Overview

This is a note on how to describe multiple VTT files for Audio/Visual materials using IIIF.

Here, we describe transcription text in both Japanese and English as shown below.

https://ramp.avalonmediasystem.org/?iiif-content=https://nakamura196.github.io/ramp_data/demo/3571280/manifest.json

Manifest File Description

An example is stored at the following location.

https://github.com/nakamura196/ramp_data/blob/main/docs/demo/3571280/manifest.json

Please also refer to the following article.

Specifically, by describing them as multiple annotations as shown below, they were correctly processed by the Ramp viewer.

...
"annotations": [
        {
          "id": "https://nakamura196.github.io/ramp_data/demo/3571280/canvas/page/2",
          "type": "AnnotationPage",
          "items": [
            {
              "id": "https://nakamura196.github.io/ramp_data/demo/3571280/canvas/annotation/webvtt",
              "type": "Annotation",
              "label": {
                "ja": [
                  "日本語 (machine-generated)"

» TASK TO COMPLETE
Reproduce the IIIF VTT note word for word from "Manifest File Description" to "the Ramp viewer.".

» COLLECTED DATA

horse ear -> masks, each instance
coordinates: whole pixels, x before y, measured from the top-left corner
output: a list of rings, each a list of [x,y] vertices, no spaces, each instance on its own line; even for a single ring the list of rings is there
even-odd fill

» RESPONSE BELOW
Manifest File Description

An example is stored at the following location.

https://github.com/nakamura196/ramp_data/blob/main/docs/demo/3571280/manifest.json

Please also refer to the following article.

Specifically, by describing them as multiple annotations as shown below, they were correctly processed by the Ramp viewer.